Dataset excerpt
#####

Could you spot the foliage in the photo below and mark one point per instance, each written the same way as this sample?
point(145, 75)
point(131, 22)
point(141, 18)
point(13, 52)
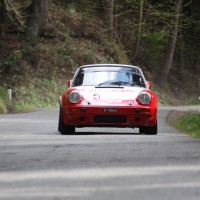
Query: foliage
point(189, 124)
point(6, 105)
point(11, 61)
point(155, 44)
point(42, 93)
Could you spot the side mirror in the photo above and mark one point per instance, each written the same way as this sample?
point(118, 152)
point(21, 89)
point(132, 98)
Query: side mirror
point(149, 84)
point(69, 83)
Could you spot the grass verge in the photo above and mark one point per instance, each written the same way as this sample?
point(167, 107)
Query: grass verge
point(188, 122)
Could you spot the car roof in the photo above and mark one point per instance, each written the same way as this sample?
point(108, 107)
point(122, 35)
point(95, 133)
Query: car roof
point(112, 65)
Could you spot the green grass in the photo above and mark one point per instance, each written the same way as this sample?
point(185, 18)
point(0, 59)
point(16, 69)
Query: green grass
point(189, 124)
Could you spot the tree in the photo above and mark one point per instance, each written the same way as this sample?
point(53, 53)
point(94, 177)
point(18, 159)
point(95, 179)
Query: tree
point(139, 29)
point(162, 76)
point(38, 17)
point(12, 13)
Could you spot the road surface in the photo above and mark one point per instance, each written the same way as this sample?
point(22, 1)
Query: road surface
point(36, 162)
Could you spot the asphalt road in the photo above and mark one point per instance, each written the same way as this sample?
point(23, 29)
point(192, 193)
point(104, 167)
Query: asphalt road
point(36, 162)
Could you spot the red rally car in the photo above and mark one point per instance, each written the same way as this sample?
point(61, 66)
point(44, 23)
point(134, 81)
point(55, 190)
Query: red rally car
point(108, 95)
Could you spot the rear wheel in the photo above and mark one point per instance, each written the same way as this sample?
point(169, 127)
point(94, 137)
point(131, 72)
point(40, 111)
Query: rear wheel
point(149, 130)
point(62, 128)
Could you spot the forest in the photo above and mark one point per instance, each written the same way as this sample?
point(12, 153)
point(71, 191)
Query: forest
point(42, 42)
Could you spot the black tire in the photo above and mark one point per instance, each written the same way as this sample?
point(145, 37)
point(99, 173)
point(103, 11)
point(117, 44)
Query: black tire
point(62, 128)
point(149, 130)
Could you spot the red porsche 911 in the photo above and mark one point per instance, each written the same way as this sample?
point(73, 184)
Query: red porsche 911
point(108, 95)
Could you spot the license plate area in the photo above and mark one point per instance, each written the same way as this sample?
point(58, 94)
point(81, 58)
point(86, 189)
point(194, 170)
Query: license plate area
point(110, 110)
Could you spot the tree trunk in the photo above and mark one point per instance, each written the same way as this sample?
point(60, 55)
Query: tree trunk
point(111, 17)
point(162, 76)
point(137, 46)
point(38, 17)
point(3, 20)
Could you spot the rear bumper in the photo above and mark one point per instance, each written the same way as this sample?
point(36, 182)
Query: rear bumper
point(110, 116)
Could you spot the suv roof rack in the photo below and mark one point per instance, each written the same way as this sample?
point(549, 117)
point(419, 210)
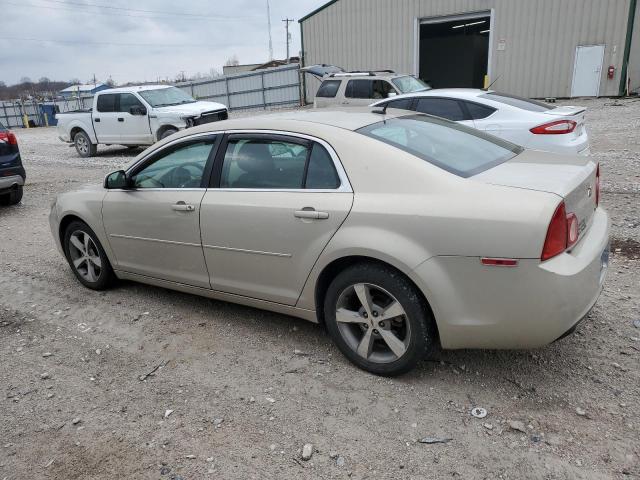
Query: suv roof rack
point(370, 73)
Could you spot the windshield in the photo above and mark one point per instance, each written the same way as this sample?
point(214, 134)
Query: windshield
point(163, 97)
point(410, 84)
point(455, 148)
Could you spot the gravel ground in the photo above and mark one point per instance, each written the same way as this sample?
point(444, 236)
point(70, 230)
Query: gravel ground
point(231, 396)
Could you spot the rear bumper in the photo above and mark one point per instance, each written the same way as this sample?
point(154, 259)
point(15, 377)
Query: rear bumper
point(11, 181)
point(527, 306)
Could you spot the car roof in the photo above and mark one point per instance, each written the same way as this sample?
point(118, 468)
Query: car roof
point(301, 121)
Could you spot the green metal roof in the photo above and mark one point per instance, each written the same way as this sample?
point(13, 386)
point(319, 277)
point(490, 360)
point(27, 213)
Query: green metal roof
point(317, 10)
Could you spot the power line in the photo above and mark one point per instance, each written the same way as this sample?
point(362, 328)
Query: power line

#####

▶ **Problem to solve**: Arrange the stretch from the line containing "Could you spot the side" through the line containing "point(188, 122)" as a Markdown table with two columns, n for a running count and Line for the text, omitting blank lines.

▶ **Output for this task**:
| n | Line |
|---|---|
| 1 | Could you spot the side mirror in the photo above and mark one point per instance, each written the same way as this sample? |
| 2 | point(118, 152) |
| 3 | point(21, 89) |
| 4 | point(132, 98) |
| 5 | Query: side mirror |
| 6 | point(149, 84) |
| 7 | point(69, 83) |
| 8 | Could you spot the grass verge in the photo above and mark one point per instance, each written the same way as this sample? |
| 9 | point(167, 107) |
| 10 | Query: grass verge |
| 11 | point(188, 122) |